**TASK INSTRUCTIONS:** Each record below gets repeated exactly, and pictures stay out of the copy.

(TASK MATERIAL begins)

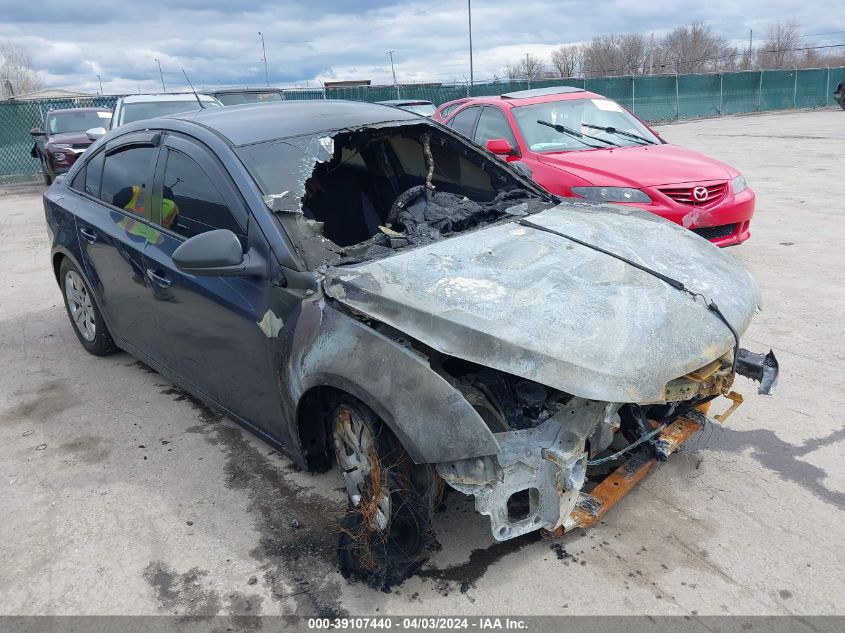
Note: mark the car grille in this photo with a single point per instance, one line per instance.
(715, 232)
(685, 195)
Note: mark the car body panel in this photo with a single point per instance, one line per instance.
(189, 99)
(620, 334)
(70, 144)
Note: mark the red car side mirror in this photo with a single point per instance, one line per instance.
(500, 146)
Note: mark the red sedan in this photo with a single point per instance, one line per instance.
(580, 144)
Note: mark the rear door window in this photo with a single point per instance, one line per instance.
(127, 177)
(493, 124)
(190, 203)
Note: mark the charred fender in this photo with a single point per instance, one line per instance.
(431, 419)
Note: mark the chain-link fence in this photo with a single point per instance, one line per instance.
(651, 97)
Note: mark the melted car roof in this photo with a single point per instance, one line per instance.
(255, 123)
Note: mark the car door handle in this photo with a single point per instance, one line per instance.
(159, 280)
(88, 234)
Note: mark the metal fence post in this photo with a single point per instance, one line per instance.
(721, 76)
(633, 94)
(827, 87)
(677, 98)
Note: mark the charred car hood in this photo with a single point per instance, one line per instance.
(539, 306)
(646, 166)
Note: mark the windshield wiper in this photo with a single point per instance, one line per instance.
(618, 132)
(568, 130)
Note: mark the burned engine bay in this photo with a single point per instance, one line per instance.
(379, 190)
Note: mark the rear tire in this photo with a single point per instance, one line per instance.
(82, 310)
(387, 533)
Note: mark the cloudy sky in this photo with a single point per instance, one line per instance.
(309, 41)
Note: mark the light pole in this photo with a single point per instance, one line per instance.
(160, 74)
(393, 70)
(469, 17)
(264, 56)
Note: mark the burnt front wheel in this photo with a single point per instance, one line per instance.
(387, 532)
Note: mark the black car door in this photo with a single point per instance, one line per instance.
(215, 331)
(113, 222)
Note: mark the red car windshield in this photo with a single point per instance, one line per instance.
(585, 116)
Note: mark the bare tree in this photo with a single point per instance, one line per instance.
(626, 54)
(528, 68)
(693, 48)
(566, 60)
(782, 38)
(634, 53)
(17, 76)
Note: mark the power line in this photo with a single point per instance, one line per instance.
(364, 32)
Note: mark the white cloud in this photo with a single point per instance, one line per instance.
(217, 42)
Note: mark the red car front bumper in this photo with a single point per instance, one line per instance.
(724, 223)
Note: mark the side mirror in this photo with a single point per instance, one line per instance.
(95, 132)
(500, 147)
(217, 254)
(522, 168)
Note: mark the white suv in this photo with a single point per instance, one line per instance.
(137, 107)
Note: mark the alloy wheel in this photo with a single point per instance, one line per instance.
(79, 303)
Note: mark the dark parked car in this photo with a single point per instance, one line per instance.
(417, 106)
(356, 283)
(240, 96)
(63, 138)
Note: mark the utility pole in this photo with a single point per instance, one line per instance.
(160, 74)
(393, 70)
(264, 57)
(469, 16)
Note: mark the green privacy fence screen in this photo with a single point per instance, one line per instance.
(651, 97)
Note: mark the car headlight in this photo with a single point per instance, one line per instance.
(611, 194)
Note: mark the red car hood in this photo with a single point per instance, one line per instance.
(76, 138)
(640, 166)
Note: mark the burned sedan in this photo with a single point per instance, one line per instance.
(359, 285)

(TASK MATERIAL ends)

**TASK OUTPUT:**
Note: mark the car grille in this photo with a single point per instance, one line per instance.
(715, 232)
(685, 195)
Note: mark the car body panel in this photo with a single point per instance, one line per instance.
(189, 99)
(620, 334)
(70, 144)
Note: mark the red car side mirror in this photo with a single point per instance, one line per instance.
(500, 146)
Note: mark the red sedan in this photo with a single point per instance, one line per instance.
(580, 144)
Note: mark the rear door window in this photo with a single point per instance, one line per instance.
(127, 177)
(493, 124)
(190, 203)
Note: mark the charred fender in this photo with a single point per instance, one line per instance.
(431, 419)
Note: mark the chain-link fence in this photo with a single point per instance, one line per instance.
(651, 97)
Note: mark the melted car roof in this photo with a single point per instance, one line per instance.
(255, 123)
Note: mark the car door handle in this photo with a single point per instance, one line per instance.
(159, 280)
(88, 234)
Note: mark the metal fence post in this photo with a single point per instance, one line per instance.
(721, 76)
(633, 94)
(827, 87)
(677, 98)
Note: mark the charred car hood in this photo with a single point per instance, one line per instance.
(539, 306)
(646, 166)
Note: mark the windshield wiper in this photo with a single point per instance, one line per instance.
(618, 132)
(568, 130)
Note: mark the burned engine bay in this photo with a single point per instance, one line per instance.
(379, 190)
Note: mark the rear tire in this photo with a single point per instance, one line per instance.
(82, 310)
(387, 533)
Note: mark the cloudy sky in this photo with a single point per instance, one line per instance.
(309, 41)
Note: mark the light pole in this photo with a single point per instance, one line per instance.
(160, 74)
(393, 70)
(469, 17)
(264, 56)
Note: mark the burnt front wheel in this photo with a single point per instance, one line per instance.
(387, 532)
Note: mark the black car door in this photo with a single point per instance, one line per instance.
(215, 331)
(113, 222)
Note: mark the red car windshield in this photo with a single point per instance, one line per instance.
(585, 116)
Note: mark the bare tree in this photo with a single point per instance, one line per instance.
(626, 54)
(528, 68)
(693, 48)
(566, 60)
(782, 38)
(634, 53)
(17, 76)
Note: mark the power line in this photo with a single point per instance, one line per instance.
(364, 32)
Note: mark the white cloud in this photo with a single point per instance, one line per instance.
(217, 42)
Note: mark the red car front bumper in this photo with a single point per instance, one line per instance.
(724, 223)
Note: mark the side mirror in this photo with a single point per instance, one line per instance.
(95, 132)
(500, 147)
(217, 254)
(522, 168)
Note: mark the white suv in this photo with a single point per instance, one line per instance.
(137, 107)
Note: mark the alloy wheel in this photo with a single point per instance, one line per instance.
(79, 303)
Note: mark the dark parked car in this photo with a single point per instance, one line per instance.
(417, 106)
(356, 283)
(240, 96)
(63, 138)
Note: mark the utility pole in this photo with a single point per instance, one line per instance.
(160, 74)
(393, 70)
(264, 57)
(469, 16)
Note: mark the green privacy fence screen in this photo with a single point per instance, one line per instance.
(651, 97)
Note: mark the car headlight in this photo with a single point per instance, one line per instance.
(611, 194)
Note: mark the red car hood in this photo with a single point per instance, one line per instance.
(76, 138)
(640, 166)
Note: mark the burned sedan in this photo with a single point per instance, one line per instance.
(359, 285)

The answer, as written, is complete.